What to produce ::
Repeat, without any change, the entries presented below.

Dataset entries
________________
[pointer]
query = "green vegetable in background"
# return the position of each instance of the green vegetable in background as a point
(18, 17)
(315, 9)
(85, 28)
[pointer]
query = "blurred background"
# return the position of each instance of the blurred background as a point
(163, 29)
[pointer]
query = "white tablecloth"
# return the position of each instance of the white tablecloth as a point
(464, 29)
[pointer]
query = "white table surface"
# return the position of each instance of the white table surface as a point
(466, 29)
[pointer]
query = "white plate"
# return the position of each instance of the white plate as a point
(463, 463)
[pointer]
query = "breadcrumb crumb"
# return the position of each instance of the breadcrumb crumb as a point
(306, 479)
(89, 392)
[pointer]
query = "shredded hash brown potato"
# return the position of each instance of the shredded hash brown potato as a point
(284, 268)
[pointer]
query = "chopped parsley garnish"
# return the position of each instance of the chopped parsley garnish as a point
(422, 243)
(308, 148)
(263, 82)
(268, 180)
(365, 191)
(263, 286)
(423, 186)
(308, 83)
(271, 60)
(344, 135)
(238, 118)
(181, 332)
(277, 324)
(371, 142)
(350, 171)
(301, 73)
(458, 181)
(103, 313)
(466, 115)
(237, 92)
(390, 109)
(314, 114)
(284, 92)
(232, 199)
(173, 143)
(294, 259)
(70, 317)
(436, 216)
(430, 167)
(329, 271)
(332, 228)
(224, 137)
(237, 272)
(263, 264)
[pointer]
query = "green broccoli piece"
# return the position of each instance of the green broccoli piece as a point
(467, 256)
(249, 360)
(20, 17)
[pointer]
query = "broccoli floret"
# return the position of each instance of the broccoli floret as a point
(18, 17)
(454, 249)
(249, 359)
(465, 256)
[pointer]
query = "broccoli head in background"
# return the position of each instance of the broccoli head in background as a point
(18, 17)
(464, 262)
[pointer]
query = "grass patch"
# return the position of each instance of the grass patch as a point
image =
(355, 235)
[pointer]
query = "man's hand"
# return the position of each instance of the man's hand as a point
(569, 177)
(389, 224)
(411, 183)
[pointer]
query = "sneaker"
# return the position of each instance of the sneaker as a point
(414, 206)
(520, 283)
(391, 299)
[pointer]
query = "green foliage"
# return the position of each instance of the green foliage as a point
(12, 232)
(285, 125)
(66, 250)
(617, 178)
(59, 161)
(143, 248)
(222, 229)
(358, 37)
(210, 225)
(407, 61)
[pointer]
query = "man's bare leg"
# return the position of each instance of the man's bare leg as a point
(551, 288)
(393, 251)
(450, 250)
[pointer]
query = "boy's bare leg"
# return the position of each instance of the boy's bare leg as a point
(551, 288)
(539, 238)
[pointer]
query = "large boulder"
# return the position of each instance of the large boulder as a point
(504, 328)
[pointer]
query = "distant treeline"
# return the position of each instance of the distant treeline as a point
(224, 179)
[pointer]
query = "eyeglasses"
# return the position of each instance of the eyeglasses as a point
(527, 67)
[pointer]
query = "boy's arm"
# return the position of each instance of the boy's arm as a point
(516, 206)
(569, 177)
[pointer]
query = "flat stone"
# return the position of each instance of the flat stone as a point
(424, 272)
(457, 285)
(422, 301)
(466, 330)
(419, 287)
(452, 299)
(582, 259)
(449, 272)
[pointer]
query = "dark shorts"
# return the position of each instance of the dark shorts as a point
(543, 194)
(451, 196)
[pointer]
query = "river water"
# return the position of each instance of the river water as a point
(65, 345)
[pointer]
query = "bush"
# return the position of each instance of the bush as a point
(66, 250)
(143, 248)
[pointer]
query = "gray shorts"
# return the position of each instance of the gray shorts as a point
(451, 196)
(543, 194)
________________
Your solution ::
[pointer]
query = "green vegetable in background"
# return the position of each instance of the green vegetable in background as a point
(18, 17)
(315, 9)
(85, 28)
[pointer]
query = "blurred background"
# return the position of each instance of the blurred background as a point
(163, 29)
[pointer]
query = "white tablecloth"
# return the position of each instance of the white tablecloth as a point
(464, 29)
[pointer]
query = "white table surface"
# return the position of each instance of the white table surface as a point
(466, 29)
[pointer]
query = "white plate"
# return the position of each instance of the white plate as a point
(463, 463)
[pointer]
query = "breadcrumb crumb"
# return the position of each instance of the breadcrumb crumb as a point
(306, 479)
(89, 392)
[pointer]
query = "shredded hash brown potato"
# return the position of each instance of the shredded hash brown potato as a point
(284, 268)
[pointer]
query = "chopped parsley garnish"
# return the position of each instance of the chopped parsley garnish as a point
(422, 243)
(308, 148)
(263, 82)
(268, 180)
(365, 191)
(263, 286)
(423, 186)
(308, 83)
(271, 60)
(344, 135)
(238, 118)
(181, 332)
(277, 324)
(371, 142)
(350, 171)
(301, 73)
(458, 181)
(103, 313)
(466, 115)
(237, 92)
(390, 109)
(314, 114)
(284, 92)
(232, 199)
(173, 143)
(294, 259)
(70, 317)
(436, 216)
(430, 167)
(329, 271)
(332, 228)
(224, 137)
(237, 272)
(263, 264)
[pointer]
query = "green broccoli piece"
# return the position of each instance of the green broccoli piece as a point
(467, 256)
(249, 360)
(20, 17)
[pointer]
query = "broccoli floret"
# return the position of each instance of the broccoli floret as a point
(18, 17)
(454, 249)
(249, 359)
(465, 256)
[pointer]
query = "broccoli head in background"
# return the position of each instance of the broccoli head in background as a point
(18, 17)
(464, 262)
[pointer]
query = "grass patch"
# return the position of each instance of the grass patch as a point
image =
(355, 235)
[pointer]
query = "man's hand"
# return the position of each instance of the man's hand as a point
(569, 177)
(389, 224)
(411, 183)
[pointer]
query = "sneaker"
# return the position of each instance of the sneaker as a point
(414, 206)
(520, 283)
(391, 299)
[pointer]
query = "green foliage"
# return the position of each instance of the green foliage as a point
(12, 232)
(285, 125)
(66, 250)
(617, 178)
(59, 161)
(143, 248)
(222, 229)
(358, 37)
(210, 225)
(407, 61)
[pointer]
query = "man's bare leg"
# return the position of each instance of the man's bare leg as a point
(551, 288)
(393, 251)
(450, 250)
[pointer]
query = "boy's bare leg"
# return the position of each instance of the boy's bare leg as a point
(551, 288)
(539, 238)
[pointer]
query = "large boulder"
# return the position of each instance of the large boulder as a point
(504, 328)
[pointer]
query = "distant treeline"
# return the position of each instance of the distant treeline as a point
(224, 179)
[pointer]
query = "eyeglasses"
# return the position of each instance of the eyeglasses as a point
(527, 67)
[pointer]
query = "boy's arm"
# return the position of each instance of the boy's arm as a point
(516, 206)
(569, 177)
[pointer]
query = "flat stone"
# return the position of each instance of the flat stone as a point
(424, 272)
(457, 285)
(422, 301)
(466, 330)
(419, 287)
(452, 299)
(582, 259)
(449, 272)
[pointer]
query = "dark shorts"
# return the position of each instance of the dark shorts as a point
(543, 194)
(451, 196)
[pointer]
query = "river water"
# return the position of each instance of the river water as a point
(65, 345)
[pointer]
query = "bush"
# return the position of each instance of the bush as a point
(66, 250)
(143, 248)
[pointer]
query = "gray shorts"
# return the position of each instance of the gray shorts as a point
(451, 196)
(543, 194)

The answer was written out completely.